■ Task statement
Copy the lines below word for word, starting at the very first line and ending at the line that contains "positive clicks: (145, 125)".

■ Supplied data
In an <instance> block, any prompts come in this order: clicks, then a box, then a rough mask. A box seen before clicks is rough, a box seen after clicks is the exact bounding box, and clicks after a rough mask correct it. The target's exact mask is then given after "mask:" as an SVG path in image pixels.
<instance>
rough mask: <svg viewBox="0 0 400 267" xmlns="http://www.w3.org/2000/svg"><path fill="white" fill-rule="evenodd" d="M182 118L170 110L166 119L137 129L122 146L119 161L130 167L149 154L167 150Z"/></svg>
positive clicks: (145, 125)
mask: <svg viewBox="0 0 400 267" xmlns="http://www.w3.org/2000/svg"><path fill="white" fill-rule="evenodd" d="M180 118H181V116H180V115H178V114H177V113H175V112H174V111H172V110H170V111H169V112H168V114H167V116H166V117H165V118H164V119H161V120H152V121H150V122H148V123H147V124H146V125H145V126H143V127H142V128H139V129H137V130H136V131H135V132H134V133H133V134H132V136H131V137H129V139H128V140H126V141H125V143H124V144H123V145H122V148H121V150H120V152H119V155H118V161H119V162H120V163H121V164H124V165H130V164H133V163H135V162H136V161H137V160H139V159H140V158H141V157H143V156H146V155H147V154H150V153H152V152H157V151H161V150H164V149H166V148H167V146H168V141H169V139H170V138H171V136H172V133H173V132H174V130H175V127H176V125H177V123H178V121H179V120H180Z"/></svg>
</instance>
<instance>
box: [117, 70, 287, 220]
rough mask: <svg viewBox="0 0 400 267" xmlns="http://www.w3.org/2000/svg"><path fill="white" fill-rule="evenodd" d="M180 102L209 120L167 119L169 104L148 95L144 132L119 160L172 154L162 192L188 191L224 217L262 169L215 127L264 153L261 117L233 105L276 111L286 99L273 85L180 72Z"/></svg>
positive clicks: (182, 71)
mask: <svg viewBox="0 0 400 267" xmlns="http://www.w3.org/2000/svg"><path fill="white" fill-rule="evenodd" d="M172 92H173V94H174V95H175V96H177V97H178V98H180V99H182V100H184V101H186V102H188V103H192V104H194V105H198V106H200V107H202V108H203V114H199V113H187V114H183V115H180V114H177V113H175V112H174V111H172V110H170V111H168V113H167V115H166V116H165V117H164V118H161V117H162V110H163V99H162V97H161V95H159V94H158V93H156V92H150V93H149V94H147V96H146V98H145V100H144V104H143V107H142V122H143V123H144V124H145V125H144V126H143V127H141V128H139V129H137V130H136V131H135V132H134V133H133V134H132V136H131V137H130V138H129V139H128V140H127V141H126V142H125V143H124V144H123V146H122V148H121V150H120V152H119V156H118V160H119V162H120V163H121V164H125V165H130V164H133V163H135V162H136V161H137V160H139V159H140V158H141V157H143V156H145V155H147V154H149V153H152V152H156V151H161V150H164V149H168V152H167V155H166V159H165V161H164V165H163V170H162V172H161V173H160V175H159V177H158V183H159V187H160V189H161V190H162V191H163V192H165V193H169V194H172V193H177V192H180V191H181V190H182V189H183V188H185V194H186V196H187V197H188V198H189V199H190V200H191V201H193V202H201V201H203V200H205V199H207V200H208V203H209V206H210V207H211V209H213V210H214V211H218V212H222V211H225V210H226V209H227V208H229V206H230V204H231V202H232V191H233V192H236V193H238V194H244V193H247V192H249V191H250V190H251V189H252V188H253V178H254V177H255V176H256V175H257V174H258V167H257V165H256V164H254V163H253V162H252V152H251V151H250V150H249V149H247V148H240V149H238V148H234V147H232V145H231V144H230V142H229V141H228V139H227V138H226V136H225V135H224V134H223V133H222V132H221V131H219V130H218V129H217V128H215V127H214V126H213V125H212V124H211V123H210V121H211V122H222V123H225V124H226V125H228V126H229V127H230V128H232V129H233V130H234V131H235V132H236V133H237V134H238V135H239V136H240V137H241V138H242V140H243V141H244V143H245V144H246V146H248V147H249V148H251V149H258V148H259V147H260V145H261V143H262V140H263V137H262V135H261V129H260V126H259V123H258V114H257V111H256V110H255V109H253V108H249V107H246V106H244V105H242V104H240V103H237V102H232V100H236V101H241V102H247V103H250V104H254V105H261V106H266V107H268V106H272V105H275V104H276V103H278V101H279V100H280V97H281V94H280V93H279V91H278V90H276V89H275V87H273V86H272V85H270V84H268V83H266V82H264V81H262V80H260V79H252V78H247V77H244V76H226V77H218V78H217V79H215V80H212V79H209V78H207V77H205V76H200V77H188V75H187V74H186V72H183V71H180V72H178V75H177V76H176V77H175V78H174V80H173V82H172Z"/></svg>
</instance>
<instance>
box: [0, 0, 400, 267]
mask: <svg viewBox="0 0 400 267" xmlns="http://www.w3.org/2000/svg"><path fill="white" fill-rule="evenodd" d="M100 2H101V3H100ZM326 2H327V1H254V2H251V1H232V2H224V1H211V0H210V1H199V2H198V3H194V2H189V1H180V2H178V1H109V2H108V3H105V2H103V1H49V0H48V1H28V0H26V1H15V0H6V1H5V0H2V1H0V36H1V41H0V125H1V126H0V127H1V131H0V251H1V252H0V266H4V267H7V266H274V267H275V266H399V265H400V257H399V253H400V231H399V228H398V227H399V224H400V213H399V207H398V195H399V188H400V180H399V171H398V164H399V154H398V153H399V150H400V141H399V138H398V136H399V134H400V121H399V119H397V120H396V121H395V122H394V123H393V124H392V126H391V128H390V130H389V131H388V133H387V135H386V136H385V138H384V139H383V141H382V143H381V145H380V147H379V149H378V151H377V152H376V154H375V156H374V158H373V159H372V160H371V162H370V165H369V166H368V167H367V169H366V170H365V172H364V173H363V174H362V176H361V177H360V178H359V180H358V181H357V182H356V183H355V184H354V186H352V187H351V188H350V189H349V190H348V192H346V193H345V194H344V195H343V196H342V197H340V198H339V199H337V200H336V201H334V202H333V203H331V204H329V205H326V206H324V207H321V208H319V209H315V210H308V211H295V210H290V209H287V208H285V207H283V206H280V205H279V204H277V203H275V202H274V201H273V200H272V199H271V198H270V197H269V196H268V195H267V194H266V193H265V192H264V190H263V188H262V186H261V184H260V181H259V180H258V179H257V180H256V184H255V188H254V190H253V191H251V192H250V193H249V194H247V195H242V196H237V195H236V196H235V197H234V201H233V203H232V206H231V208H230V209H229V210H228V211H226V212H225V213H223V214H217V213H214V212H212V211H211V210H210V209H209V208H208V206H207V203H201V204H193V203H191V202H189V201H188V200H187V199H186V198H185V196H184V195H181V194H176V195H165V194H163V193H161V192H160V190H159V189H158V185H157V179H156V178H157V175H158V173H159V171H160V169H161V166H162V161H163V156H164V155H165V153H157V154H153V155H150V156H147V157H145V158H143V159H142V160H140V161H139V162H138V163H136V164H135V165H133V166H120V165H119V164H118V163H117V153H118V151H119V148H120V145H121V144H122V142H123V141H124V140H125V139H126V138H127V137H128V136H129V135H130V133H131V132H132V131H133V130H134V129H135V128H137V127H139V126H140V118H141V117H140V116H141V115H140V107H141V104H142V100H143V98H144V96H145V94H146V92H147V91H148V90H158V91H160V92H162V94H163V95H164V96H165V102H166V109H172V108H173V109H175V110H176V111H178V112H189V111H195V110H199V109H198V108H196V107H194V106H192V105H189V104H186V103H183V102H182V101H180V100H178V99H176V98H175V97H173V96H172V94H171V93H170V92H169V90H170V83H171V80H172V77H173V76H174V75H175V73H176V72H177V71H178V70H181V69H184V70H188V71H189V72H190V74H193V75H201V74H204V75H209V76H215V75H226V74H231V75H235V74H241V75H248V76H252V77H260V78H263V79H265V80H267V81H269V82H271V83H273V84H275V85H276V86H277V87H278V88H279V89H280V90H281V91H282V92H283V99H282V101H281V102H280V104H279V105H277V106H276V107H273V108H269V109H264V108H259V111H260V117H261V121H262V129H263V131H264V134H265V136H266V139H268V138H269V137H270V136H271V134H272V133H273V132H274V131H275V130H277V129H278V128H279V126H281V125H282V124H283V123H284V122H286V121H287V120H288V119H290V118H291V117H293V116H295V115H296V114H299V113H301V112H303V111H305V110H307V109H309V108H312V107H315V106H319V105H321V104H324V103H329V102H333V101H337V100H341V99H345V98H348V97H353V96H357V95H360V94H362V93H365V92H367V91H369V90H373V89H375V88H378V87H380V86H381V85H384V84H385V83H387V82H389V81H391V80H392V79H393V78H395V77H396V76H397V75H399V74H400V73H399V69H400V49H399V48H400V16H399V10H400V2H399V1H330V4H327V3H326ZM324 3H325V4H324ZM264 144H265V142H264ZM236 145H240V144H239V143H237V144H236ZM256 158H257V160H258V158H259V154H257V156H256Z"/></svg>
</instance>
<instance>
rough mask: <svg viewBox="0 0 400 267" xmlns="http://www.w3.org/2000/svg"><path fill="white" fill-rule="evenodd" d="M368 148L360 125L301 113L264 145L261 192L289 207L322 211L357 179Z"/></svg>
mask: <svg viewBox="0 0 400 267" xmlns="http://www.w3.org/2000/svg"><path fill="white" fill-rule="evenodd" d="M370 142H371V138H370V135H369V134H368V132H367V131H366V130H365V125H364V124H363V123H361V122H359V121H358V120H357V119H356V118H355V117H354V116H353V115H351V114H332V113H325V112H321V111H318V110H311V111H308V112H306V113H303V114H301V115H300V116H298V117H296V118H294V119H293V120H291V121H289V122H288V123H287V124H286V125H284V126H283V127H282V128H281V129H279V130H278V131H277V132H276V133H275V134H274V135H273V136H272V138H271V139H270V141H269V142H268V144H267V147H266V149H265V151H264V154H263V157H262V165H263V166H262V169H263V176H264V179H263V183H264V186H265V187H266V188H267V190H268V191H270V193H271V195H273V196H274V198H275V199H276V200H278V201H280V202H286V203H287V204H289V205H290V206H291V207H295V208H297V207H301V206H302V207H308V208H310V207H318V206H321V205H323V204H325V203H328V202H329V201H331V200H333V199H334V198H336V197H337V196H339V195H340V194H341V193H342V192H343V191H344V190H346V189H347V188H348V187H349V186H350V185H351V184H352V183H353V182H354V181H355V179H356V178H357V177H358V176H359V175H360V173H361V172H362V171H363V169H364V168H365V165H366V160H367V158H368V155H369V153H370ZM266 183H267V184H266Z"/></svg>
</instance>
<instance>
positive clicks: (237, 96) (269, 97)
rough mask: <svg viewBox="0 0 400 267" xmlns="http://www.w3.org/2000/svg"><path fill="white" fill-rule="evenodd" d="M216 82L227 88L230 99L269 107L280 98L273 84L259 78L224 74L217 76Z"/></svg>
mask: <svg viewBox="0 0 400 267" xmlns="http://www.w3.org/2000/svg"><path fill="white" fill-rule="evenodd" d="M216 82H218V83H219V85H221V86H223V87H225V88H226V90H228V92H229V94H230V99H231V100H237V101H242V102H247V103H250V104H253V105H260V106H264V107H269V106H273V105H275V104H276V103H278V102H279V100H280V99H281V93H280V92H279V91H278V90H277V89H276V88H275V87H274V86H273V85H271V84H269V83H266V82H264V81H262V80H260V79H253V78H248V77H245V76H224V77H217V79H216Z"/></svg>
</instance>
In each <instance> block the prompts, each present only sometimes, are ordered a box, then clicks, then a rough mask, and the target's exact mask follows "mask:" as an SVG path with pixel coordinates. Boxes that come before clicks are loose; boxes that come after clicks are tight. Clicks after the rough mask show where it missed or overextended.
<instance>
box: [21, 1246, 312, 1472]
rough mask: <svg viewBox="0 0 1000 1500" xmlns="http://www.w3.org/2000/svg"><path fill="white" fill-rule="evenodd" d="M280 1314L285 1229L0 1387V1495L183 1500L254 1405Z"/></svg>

■ Output for this exercise
In an <instance> block, any prompts come in this order: clicks, then a box, then a rough mask. A box seen before clicks is rough, a box seen after clicks is the exact bounding box, and clicks after a rough mask correct it. The target's exact mask is then given after "mask:" as an SVG path in image pixels.
<instance>
rough mask: <svg viewBox="0 0 400 267" xmlns="http://www.w3.org/2000/svg"><path fill="white" fill-rule="evenodd" d="M182 118L170 110L166 119L137 129L122 146L119 161L130 167L149 154L167 150Z"/></svg>
positive clicks: (145, 125)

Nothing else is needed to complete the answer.